### WHAT YOU NEED TO DO
Convert the lines of the entries below, from the line containing "TARGET = tree" through the end of the entries, into a JSON list of strings with one string per line. Leave out blank lines.

### RECORDS TO USE
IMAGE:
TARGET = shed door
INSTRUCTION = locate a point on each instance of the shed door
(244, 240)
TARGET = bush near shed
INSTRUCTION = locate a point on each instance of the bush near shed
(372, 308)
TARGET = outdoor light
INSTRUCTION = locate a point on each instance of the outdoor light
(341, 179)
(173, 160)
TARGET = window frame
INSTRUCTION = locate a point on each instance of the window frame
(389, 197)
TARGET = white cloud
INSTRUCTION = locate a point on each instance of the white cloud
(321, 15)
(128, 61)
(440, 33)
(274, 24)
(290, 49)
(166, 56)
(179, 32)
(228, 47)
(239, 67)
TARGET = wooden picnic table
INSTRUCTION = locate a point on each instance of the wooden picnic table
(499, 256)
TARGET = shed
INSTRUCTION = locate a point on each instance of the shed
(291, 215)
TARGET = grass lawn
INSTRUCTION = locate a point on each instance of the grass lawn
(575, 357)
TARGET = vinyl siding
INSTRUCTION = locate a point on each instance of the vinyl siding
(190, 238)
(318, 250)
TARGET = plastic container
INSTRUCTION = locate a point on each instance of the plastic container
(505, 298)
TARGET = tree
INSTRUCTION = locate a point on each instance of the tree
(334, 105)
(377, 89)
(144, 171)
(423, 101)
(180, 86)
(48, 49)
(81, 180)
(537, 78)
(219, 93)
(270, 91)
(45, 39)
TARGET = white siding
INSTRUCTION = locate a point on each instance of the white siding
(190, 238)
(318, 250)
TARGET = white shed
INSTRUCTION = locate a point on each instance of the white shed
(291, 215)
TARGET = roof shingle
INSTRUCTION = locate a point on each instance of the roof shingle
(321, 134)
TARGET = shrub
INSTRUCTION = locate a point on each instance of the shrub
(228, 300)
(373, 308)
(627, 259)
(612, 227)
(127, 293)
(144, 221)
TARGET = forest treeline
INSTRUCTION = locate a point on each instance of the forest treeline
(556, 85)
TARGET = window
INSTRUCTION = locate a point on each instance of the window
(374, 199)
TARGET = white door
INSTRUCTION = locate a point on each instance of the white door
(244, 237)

### ANSWER TO THIS TASK
[
  "TARGET = tree",
  "INSTRUCTION = locate a point on each instance of the tree",
  "(334, 105)",
  "(377, 89)",
  "(144, 171)",
  "(423, 101)",
  "(180, 86)",
  "(48, 49)",
  "(81, 180)",
  "(537, 78)",
  "(219, 93)",
  "(270, 91)",
  "(45, 39)",
  "TARGET = white siding",
  "INSTRUCTION = locate a point on each instance of the white siding",
  "(190, 238)",
  "(318, 250)",
  "TARGET = white shed",
  "INSTRUCTION = locate a point on each instance of the white shed",
  "(291, 215)",
  "TARGET = roof shingle",
  "INSTRUCTION = locate a point on each instance of the roof shingle",
  "(321, 134)",
  "TARGET = shrub",
  "INSTRUCTION = locate a point on each instance of the shrub",
  "(228, 300)",
  "(373, 308)",
  "(627, 259)",
  "(612, 227)",
  "(127, 293)",
  "(144, 221)",
  "TARGET = forest treeline",
  "INSTRUCTION = locate a point on each instance of the forest treeline",
  "(556, 85)",
  "TARGET = window",
  "INSTRUCTION = locate a point on each instance of the window",
  "(374, 199)",
  "TARGET = white door",
  "INSTRUCTION = locate a point on each instance of the white door",
  "(244, 237)"
]